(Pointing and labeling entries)

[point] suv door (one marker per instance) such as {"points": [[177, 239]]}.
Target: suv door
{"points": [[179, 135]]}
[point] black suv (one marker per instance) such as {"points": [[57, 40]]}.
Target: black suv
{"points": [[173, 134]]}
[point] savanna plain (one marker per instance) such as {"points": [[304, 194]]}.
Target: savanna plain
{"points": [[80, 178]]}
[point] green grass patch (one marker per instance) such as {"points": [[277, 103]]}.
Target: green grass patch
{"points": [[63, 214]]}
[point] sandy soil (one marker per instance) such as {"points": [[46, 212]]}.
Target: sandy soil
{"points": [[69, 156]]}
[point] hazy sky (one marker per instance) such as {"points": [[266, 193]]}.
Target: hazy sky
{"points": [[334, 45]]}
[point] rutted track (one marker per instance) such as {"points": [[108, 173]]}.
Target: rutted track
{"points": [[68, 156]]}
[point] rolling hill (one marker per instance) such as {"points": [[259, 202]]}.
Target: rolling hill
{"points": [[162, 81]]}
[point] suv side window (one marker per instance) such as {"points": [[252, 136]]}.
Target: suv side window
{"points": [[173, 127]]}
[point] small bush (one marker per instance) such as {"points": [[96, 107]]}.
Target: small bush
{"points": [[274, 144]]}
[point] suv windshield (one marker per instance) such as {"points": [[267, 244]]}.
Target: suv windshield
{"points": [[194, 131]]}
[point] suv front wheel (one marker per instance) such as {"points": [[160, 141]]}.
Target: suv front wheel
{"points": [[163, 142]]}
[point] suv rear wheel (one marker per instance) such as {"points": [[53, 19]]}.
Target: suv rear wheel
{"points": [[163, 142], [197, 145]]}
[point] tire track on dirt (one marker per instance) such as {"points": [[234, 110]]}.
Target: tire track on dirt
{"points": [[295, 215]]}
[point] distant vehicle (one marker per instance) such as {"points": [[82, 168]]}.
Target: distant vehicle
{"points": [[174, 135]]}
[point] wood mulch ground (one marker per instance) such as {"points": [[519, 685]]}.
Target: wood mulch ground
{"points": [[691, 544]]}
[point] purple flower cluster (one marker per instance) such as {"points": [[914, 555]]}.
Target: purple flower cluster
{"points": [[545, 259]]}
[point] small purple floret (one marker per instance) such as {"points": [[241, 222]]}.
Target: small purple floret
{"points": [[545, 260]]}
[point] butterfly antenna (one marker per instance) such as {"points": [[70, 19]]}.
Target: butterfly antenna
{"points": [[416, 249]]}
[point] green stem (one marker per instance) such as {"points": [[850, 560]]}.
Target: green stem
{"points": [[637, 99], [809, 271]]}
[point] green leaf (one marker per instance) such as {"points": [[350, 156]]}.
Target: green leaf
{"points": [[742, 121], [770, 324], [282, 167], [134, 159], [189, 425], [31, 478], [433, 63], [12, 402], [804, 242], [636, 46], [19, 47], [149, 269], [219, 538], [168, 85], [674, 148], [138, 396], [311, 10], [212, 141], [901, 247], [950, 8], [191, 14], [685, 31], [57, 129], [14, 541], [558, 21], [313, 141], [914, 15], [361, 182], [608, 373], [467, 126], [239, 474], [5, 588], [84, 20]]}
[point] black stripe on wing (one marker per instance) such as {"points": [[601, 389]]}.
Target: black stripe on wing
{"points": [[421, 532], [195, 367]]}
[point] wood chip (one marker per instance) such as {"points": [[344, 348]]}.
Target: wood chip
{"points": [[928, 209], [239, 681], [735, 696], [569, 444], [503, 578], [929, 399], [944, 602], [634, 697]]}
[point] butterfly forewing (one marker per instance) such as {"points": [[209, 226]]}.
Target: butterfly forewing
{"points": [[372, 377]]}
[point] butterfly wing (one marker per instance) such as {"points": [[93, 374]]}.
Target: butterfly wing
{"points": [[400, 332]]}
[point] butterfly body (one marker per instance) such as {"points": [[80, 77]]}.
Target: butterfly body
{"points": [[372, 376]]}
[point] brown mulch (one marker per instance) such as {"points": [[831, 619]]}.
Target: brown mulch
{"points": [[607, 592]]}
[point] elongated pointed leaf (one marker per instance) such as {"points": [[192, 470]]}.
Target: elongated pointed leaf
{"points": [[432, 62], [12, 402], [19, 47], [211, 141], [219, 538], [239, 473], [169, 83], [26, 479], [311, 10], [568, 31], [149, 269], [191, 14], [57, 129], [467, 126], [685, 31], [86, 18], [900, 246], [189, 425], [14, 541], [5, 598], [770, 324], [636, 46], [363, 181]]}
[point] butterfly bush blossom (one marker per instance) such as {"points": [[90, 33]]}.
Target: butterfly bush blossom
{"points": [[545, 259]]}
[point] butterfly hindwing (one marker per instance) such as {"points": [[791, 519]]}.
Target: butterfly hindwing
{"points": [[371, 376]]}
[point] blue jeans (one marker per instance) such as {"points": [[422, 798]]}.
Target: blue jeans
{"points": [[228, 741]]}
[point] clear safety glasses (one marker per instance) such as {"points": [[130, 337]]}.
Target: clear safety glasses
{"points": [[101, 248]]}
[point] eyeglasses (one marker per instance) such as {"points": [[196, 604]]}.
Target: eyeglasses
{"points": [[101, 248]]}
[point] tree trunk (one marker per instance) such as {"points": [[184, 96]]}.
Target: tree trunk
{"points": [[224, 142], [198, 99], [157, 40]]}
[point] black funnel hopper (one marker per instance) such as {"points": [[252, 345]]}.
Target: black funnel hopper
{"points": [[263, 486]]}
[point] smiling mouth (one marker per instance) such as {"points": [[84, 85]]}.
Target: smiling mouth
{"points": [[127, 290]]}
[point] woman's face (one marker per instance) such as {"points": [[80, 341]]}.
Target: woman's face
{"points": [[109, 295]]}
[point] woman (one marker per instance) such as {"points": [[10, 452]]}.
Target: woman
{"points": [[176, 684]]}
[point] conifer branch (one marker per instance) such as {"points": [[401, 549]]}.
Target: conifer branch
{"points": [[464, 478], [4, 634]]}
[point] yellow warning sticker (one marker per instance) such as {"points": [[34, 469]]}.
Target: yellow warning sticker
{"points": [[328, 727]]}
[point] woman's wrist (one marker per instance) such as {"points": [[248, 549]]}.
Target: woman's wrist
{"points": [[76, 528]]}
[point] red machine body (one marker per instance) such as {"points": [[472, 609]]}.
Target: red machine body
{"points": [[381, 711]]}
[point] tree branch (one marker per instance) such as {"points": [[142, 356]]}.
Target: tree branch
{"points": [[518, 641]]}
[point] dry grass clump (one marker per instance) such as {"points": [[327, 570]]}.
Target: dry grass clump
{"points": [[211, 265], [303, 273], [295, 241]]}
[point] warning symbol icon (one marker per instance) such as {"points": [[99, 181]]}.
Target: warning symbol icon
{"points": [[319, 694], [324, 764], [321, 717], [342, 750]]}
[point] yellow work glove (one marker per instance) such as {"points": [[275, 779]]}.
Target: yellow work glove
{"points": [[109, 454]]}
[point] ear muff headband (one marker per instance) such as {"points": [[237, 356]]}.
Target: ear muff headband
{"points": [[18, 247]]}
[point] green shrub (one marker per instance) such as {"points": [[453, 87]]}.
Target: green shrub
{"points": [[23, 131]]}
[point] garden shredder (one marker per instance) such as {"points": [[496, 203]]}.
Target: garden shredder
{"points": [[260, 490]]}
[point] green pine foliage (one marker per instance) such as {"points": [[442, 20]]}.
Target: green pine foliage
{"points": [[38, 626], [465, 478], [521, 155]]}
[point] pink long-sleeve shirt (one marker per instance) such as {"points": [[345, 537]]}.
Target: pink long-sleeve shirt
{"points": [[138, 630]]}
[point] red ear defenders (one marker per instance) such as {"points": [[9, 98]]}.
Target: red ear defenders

■ Given instruction:
Your task is to retype all the records above with nothing left out.

■ Reply to the task:
[point] suv door (one marker per instance) such as {"points": [[177, 239]]}.
Target: suv door
{"points": [[179, 135]]}
[point] black suv (one marker per instance) such as {"points": [[57, 40]]}.
Target: black suv
{"points": [[173, 134]]}
[point] savanna plain (one marker per instance) such as {"points": [[304, 194]]}.
Target: savanna plain
{"points": [[80, 178]]}
[point] green grass patch (one marker per instance) such as {"points": [[277, 103]]}.
Target: green grass patch
{"points": [[63, 214]]}
[point] sandy soil (one marker per instance) such as {"points": [[46, 212]]}.
Target: sandy soil
{"points": [[69, 156]]}
[point] hazy sky (one marker per instance) such as {"points": [[266, 193]]}.
Target: hazy sky
{"points": [[334, 45]]}
[point] rutted track (one marker per instance) such as {"points": [[108, 173]]}.
Target: rutted track
{"points": [[68, 156]]}
[point] rolling hill (one marker per instance) such as {"points": [[259, 202]]}.
Target: rolling hill
{"points": [[162, 81]]}
[point] suv side window (one marker per instance) such as {"points": [[252, 136]]}.
Target: suv side window
{"points": [[173, 127]]}
[point] small bush (one marker per instance) such as {"points": [[96, 107]]}.
Target: small bush
{"points": [[274, 144]]}
[point] suv windshield (one marker per instance) such as {"points": [[267, 244]]}.
Target: suv windshield
{"points": [[194, 131]]}
[point] suv front wheel (one marker per instance) such as {"points": [[160, 141]]}.
Target: suv front wheel
{"points": [[163, 142]]}
[point] suv rear wheel (one marker per instance) such as {"points": [[53, 19]]}.
Target: suv rear wheel
{"points": [[163, 142], [197, 145]]}
[point] tire track on dirt (one marker per instance) such as {"points": [[234, 110]]}.
Target: tire track on dirt
{"points": [[295, 215]]}
[point] distant vehicle (one marker per instance) such as {"points": [[82, 168]]}.
Target: distant vehicle
{"points": [[174, 135]]}
[point] wood mulch ground (one marker per instance) such as {"points": [[519, 685]]}.
Target: wood mulch ground
{"points": [[691, 544]]}
[point] purple flower cluster (one marker per instance) such as {"points": [[914, 555]]}.
Target: purple flower cluster
{"points": [[545, 259]]}
[point] small purple floret (one marker per instance) such as {"points": [[241, 222]]}.
Target: small purple floret
{"points": [[545, 260]]}
[point] butterfly antenna (one marker per instance) such as {"points": [[70, 19]]}.
Target: butterfly antenna
{"points": [[416, 249]]}
[point] green stem (one marker per instance) such as {"points": [[850, 560]]}.
Target: green stem
{"points": [[637, 99], [809, 271]]}
[point] green leaf (one marker per instance) such as {"points": [[350, 156]]}.
Target: green leaf
{"points": [[742, 121], [770, 324], [282, 167], [134, 159], [189, 425], [31, 478], [433, 63], [12, 402], [804, 242], [636, 46], [19, 47], [149, 269], [219, 538], [168, 85], [674, 148], [138, 396], [311, 10], [212, 141], [901, 247], [950, 8], [191, 14], [685, 31], [57, 129], [14, 541], [558, 21], [313, 141], [914, 15], [361, 182], [608, 373], [467, 126], [239, 474], [5, 588], [84, 20]]}
[point] black stripe on wing (one marker per instance) such as {"points": [[601, 389]]}.
Target: black stripe on wing
{"points": [[421, 532], [195, 367]]}
[point] wood chip (one marker per instance) such as {"points": [[344, 348]]}.
Target: wood chip
{"points": [[928, 209], [239, 681], [735, 696], [569, 444], [503, 578], [929, 399], [944, 602], [634, 697]]}
[point] butterfly forewing (one marker per instance) such as {"points": [[209, 226]]}.
Target: butterfly forewing
{"points": [[372, 377]]}
[point] butterfly wing (one marker per instance) such as {"points": [[93, 374]]}.
Target: butterfly wing
{"points": [[400, 332]]}
[point] butterfly body (one marker per instance) such as {"points": [[80, 77]]}.
Target: butterfly body
{"points": [[372, 376]]}
[point] brown mulch (one marker per instance) such as {"points": [[831, 619]]}.
Target: brown mulch
{"points": [[607, 592]]}
[point] elongated pointed leaf (one marker per instance) such as {"points": [[192, 470]]}.
Target: elongated pointed leaf
{"points": [[432, 62], [12, 402], [19, 47], [211, 141], [219, 538], [239, 473], [169, 83], [26, 479], [311, 10], [568, 31], [149, 269], [191, 14], [57, 129], [467, 126], [685, 31], [86, 18], [900, 246], [189, 425], [14, 541], [5, 598], [770, 324], [636, 46], [363, 181]]}
[point] butterfly bush blossom (one marker per instance) such as {"points": [[90, 33]]}.
Target: butterfly bush blossom
{"points": [[545, 259]]}
[point] butterfly hindwing (one marker per instance) such as {"points": [[791, 519]]}.
Target: butterfly hindwing
{"points": [[371, 376]]}
[point] blue jeans (one marker per instance) such as {"points": [[422, 798]]}.
Target: blue jeans
{"points": [[228, 741]]}
[point] clear safety glasses (one marker per instance) such as {"points": [[130, 337]]}.
Target: clear safety glasses
{"points": [[101, 248]]}
[point] eyeglasses (one marker per instance) such as {"points": [[196, 604]]}.
Target: eyeglasses
{"points": [[101, 248]]}
[point] tree trunk (one marker per instance) such as {"points": [[184, 96]]}.
Target: tree trunk
{"points": [[224, 142], [198, 99], [157, 40]]}
[point] black funnel hopper (one marker per instance) such as {"points": [[252, 345]]}.
Target: black funnel hopper
{"points": [[263, 486]]}
[point] smiling mouth (one marker per instance) such as {"points": [[84, 85]]}.
Target: smiling mouth
{"points": [[127, 290]]}
[point] woman's face (one marker per instance) such as {"points": [[80, 341]]}.
Target: woman's face
{"points": [[109, 295]]}
[point] woman (one marker per instance) such as {"points": [[10, 452]]}.
Target: woman
{"points": [[176, 684]]}
[point] conifer branch (one marker per instance) such as {"points": [[401, 549]]}.
Target: conifer branch
{"points": [[464, 478], [4, 634]]}
[point] yellow warning sticker (one marker per instance) such as {"points": [[34, 469]]}.
Target: yellow warning sticker
{"points": [[328, 727]]}
[point] woman's wrist (one marker per instance) such as {"points": [[248, 549]]}.
Target: woman's wrist
{"points": [[76, 528]]}
[point] red machine body (one marker per instance) such as {"points": [[472, 609]]}.
Target: red machine body
{"points": [[381, 711]]}
[point] tree branch (one marker per instance) such as {"points": [[142, 356]]}.
Target: tree branch
{"points": [[518, 641]]}
[point] dry grass clump (one marker per instance) such as {"points": [[327, 570]]}.
Target: dry grass clump
{"points": [[211, 265], [303, 273], [295, 241]]}
[point] warning symbol icon (one marker per instance) such as {"points": [[99, 181]]}.
Target: warning symbol icon
{"points": [[319, 694], [324, 764], [321, 717], [342, 750]]}
[point] yellow work glove (one marker per instance) such as {"points": [[275, 779]]}.
Target: yellow work glove
{"points": [[109, 454]]}
[point] ear muff headband (one marker per instance) such as {"points": [[237, 356]]}.
Target: ear muff headband
{"points": [[18, 247]]}
[point] green shrub (one marker per instance) such as {"points": [[453, 87]]}.
Target: green shrub
{"points": [[23, 131]]}
[point] garden shredder (one marker per instance) such as {"points": [[496, 203]]}.
Target: garden shredder
{"points": [[260, 490]]}
[point] green pine foliage (one marker per instance) such as {"points": [[442, 20]]}.
Target: green pine foliage
{"points": [[38, 626], [465, 478], [521, 155]]}
[point] pink long-sleeve shirt (one marker per instance) such as {"points": [[345, 537]]}.
Target: pink long-sleeve shirt
{"points": [[138, 630]]}
[point] red ear defenders (one marker per instance) such as {"points": [[9, 98]]}.
Target: red ear defenders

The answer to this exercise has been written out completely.